- [Available records]
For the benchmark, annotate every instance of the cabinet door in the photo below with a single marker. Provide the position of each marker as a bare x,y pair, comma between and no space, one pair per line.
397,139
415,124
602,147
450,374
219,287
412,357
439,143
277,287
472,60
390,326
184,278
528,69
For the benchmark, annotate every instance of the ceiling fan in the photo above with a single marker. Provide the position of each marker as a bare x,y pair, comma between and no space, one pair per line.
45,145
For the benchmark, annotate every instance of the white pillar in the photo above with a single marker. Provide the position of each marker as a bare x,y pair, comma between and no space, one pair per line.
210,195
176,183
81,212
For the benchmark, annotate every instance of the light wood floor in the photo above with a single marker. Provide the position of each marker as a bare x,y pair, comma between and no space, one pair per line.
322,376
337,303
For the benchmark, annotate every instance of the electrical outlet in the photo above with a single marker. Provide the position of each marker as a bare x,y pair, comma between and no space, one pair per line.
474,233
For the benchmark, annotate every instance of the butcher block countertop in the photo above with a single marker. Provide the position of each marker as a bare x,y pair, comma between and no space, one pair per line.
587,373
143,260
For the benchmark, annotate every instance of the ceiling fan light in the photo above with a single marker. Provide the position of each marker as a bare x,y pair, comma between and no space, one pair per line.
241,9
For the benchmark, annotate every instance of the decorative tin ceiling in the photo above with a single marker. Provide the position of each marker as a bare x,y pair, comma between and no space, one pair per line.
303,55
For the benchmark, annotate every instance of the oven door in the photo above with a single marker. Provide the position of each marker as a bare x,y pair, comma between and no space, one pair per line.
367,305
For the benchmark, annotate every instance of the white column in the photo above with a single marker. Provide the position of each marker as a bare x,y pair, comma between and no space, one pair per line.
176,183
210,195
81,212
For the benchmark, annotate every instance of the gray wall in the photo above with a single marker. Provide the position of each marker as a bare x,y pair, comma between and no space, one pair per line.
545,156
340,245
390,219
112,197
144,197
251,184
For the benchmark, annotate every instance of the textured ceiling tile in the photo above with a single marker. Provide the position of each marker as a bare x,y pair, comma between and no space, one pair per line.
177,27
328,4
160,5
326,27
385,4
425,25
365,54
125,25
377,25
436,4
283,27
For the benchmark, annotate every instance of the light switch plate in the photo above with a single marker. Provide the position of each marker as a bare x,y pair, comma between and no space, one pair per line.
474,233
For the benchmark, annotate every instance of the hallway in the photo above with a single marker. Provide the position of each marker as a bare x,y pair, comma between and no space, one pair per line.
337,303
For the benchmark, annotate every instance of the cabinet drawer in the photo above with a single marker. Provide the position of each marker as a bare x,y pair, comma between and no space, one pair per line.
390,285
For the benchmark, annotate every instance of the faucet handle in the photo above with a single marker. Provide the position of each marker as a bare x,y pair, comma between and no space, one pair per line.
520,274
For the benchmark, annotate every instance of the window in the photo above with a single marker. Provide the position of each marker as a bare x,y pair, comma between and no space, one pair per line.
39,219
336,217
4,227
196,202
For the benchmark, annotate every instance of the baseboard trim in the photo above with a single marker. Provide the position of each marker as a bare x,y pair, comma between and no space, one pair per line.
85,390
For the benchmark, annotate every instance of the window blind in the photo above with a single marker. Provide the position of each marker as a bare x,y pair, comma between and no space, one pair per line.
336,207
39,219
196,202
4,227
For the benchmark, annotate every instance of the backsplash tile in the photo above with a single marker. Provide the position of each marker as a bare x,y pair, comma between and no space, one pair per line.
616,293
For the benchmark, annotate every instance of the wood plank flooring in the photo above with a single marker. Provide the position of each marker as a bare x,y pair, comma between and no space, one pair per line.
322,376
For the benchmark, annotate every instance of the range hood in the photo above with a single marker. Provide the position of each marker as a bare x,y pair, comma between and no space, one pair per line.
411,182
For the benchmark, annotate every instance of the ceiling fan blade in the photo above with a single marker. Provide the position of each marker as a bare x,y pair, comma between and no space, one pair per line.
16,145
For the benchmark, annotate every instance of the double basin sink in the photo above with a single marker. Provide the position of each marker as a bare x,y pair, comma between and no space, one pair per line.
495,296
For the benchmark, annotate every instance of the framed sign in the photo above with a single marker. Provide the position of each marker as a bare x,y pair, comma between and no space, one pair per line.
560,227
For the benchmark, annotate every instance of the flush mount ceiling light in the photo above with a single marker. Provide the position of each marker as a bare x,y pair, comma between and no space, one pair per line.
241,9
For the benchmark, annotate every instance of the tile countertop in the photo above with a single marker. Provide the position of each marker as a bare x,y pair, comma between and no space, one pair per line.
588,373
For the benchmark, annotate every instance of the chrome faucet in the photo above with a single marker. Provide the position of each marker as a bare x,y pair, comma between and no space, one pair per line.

- [Short exercise]
Format every item above as a JSON array of strings with one string per line, omitting blank lines.

- [The result]
[
  "For the benchmark, annotate every instance of the cabinet door in the photo below with a single marker. Provide the position of each marker as a bare x,y pair, comma between and no space, one pair per line.",
  "397,139",
  "415,124",
  "602,147",
  "450,374",
  "219,287",
  "412,357",
  "439,143",
  "277,287",
  "472,60",
  "390,326",
  "184,278",
  "528,69",
  "For the benchmark, annotate every instance of the ceiling fan in the photo above with a single marker. Provide the position of each marker as a bare x,y pair, comma between and no space, one pair per line.",
  "45,145",
  "For the benchmark, annotate every instance of the white pillar in the photo above with a single marker. Provide the position of each marker as a bare x,y pair, comma between and no space, one pair per line.",
  "210,195",
  "176,183",
  "81,212",
  "For the benchmark, annotate every instance of the light wood floor in the photo above with a single marker. Provide the position of each marker as a bare x,y pair, comma between and no space, one pair per line.",
  "322,376",
  "337,303",
  "For the benchmark, annotate every instance of the electrical outlet in the photo above with a single marker. Provide the position of each marker as a bare x,y pair, comma between and no space, one pair per line.",
  "474,233",
  "For the benchmark, annotate every instance of the butcher block countertop in the photo above with a single marker. Provide the position of each marker as a bare x,y pair, comma between and no space, one pair per line.",
  "587,373",
  "143,260",
  "For the benchmark, annotate every instance of the ceiling fan light in the photo above with a single marker. Provide the position of each marker as a bare x,y pair, comma between and no space, one pair per line.",
  "241,9",
  "For the benchmark, annotate every instance of the decorative tin ceiling in the photo above with a single marker. Provide the position of each marker as a bare x,y pair, comma between and no space, one pair per line.",
  "303,55",
  "For the benchmark, annotate every instance of the oven door in the photo above with a single marker. Provide the position of each marker as a bare x,y pair, comma between and no space, one pair per line.",
  "367,305",
  "For the benchmark, annotate every instance of the white column in the photo above with a single marker. Provide the position of each marker as a bare x,y pair, comma between and no space, one pair per line.",
  "176,183",
  "210,195",
  "81,212",
  "For the benchmark, annotate every instance of the gray wall in the photo above with a single marker. Provide the position of each marker as a bare x,y pair, comma between and no space, one pair per line.",
  "545,156",
  "340,245",
  "390,219",
  "112,197",
  "144,197",
  "251,184",
  "For the benchmark, annotate every instance of the textured ceiling tile in the photo above with a single marker. Provide the position of each marker as a bare x,y pair, comma between and no space, one pair per line.",
  "177,27",
  "328,4",
  "160,5",
  "326,27",
  "385,4",
  "425,25",
  "365,54",
  "125,25",
  "377,25",
  "436,4",
  "283,27",
  "For the benchmark, annotate every instance of the light switch plate in the photo above with a single marker. Provide the position of each marker as a bare x,y pair, comma between and no space, one pair per line.",
  "474,233",
  "For the benchmark, annotate every instance of the hallway in the photo above with a single marker. Provide the position of each marker as a bare x,y pair, comma between and no space, one pair per line.",
  "337,303",
  "For the benchmark, annotate every instance of the cabinet drawer in the photo above with a single marker. Provide the position of each marker as a bare x,y pair, comma between and no space, one pair per line.",
  "390,285",
  "For the benchmark, annotate every instance of the faucet handle in the photo above with a single marker. Provide the position of each marker as a bare x,y pair, comma between and no space, one pair per line.",
  "520,274",
  "For the benchmark, annotate every instance of the window in the photo above with a single marker. Provide the position of each marker as a bare x,y pair, comma between and no space, one pair per line.",
  "39,219",
  "336,217",
  "4,227",
  "196,202",
  "For the benchmark, annotate every instance of the baseboard trim in the photo above with a single marker. Provide the position of each marker as a bare x,y pair, comma between and no space, one pair per line.",
  "85,390",
  "For the benchmark, annotate every instance of the window blind in the photo above with a single marker. Provide the position of each marker as a bare x,y pair, comma between and no space, one pair per line.",
  "336,207",
  "39,219",
  "196,202",
  "4,227",
  "For the benchmark, annotate every instance of the backsplash tile in the photo above with a single marker. Provide the position of each marker as a bare x,y pair, comma between and no space, one pair per line.",
  "616,293",
  "For the benchmark, annotate every instance of the wood plank flooring in the photo above with a single marker. Provide the position of each marker as a bare x,y pair, comma between and no space, one pair per line.",
  "322,376",
  "For the benchmark, annotate every instance of the range hood in the photo above with a single marker. Provide the position of each marker as a bare x,y pair, comma between and no space, one pair per line.",
  "411,182",
  "For the benchmark, annotate every instance of the ceiling fan blade in the photo above with a single marker. Provide the position of each marker as a bare x,y pair, comma between and no space, one pair per line.",
  "16,145",
  "For the benchmark, annotate every instance of the double basin sink in the photo above with a single marker. Provide the position of each marker as a bare x,y pair, comma between and no space, one pair per line.",
  "495,296",
  "For the benchmark, annotate every instance of the framed sign in the photo above with a single marker. Provide the position of each marker as a bare x,y pair, comma between and no space, one pair per line.",
  "560,227",
  "For the benchmark, annotate every instance of the flush mount ceiling light in the photo above with a single marker. Provide the position of each marker as a bare x,y pair, comma between and no space, one pair per line.",
  "241,9",
  "For the benchmark, annotate every instance of the tile countertop in the photo above with a single marker. Provide the position of each marker as a bare x,y pair, comma between and no space, one pair per line.",
  "588,373",
  "For the benchmark, annotate every instance of the chrome faucet in the photo above with a single marker. Provide the position of each marker as a bare x,y pair, comma between and no space, one pair per line."
]